Request 1: In the boxing column, who is Bowe or Holyfield scheduled to fight next, and in what month?
Request 2: Write the next few sentences of the boxing column, picking up after its last line.

---- Selected passage

Holyfield and Bowe are as honorable and as gentlemanly as this sport gets, and now one of them is going to emerge with considerable leverage, in effect take the place of power that Tyson held even when he was in jail.

I like Bowe to win this fight, on a TKO late, along about the ninth round.

Plans are for Bowe, or Holyfield, to next fight Lennox Lewis in March, and an official title will be at stake.

Tyson, meanwhile, is left to languish by the wayside. His camp talks vaguely of rescheduling the Mathis fight, but I’ll bet that never happens, and poor Buster, a nice fellow who offends no one and can’t punch even a little, is out 800 grand.

No, the Tyson people will probably push for a fight with Frank Bruno, who also holds a title belt.

Frankly, my response to this is: So what?

--------
---- Records

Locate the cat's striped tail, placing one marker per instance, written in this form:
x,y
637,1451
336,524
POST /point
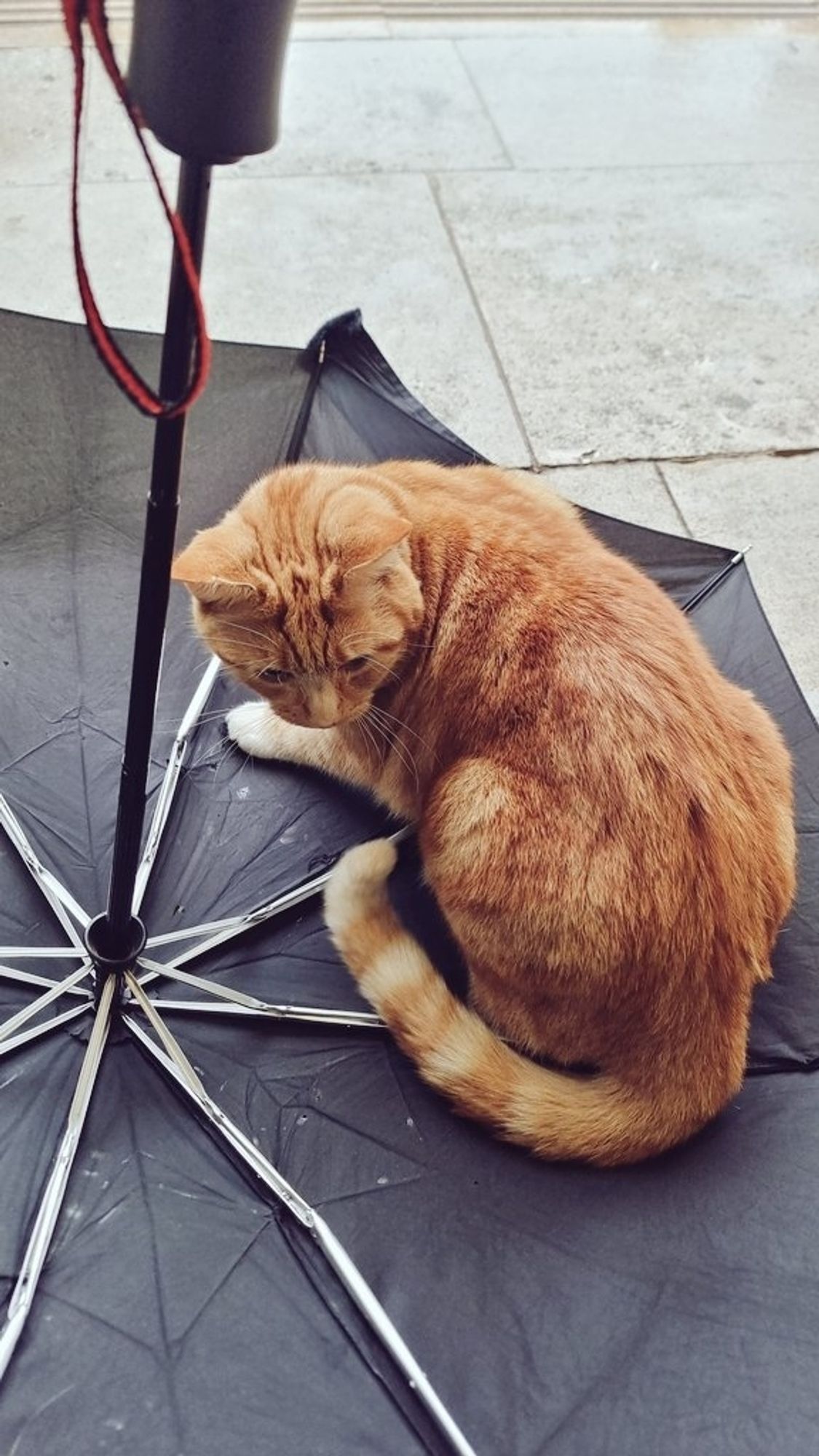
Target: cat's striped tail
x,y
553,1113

--------
---- Records

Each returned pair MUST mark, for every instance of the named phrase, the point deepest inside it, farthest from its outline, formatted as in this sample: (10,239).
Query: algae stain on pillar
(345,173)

--------
---- Records

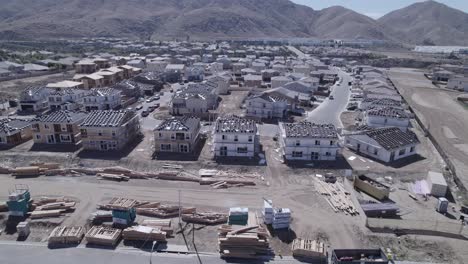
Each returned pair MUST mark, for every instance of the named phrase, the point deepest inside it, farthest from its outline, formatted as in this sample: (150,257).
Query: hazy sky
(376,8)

--------

Written reply 1: Lennox Lewis, in March.

Written reply 2:
This year will end with Tyson, sprung from the joint, having fought exactly 89 seconds and succeeding only in launching the pizza-sales career of Peter McNeeley and, oh yes, bilking several million gullible pay-per-viewers out of serious money.

Tyson’s thumb is broken. You can be sure of that. Because the essence of him is machismo. He glories in the image of indestructibility.

But at this rate, he only slips further from the public consciousness. Pretty soon, no one will care.

And that would hurt him more than any broken bone.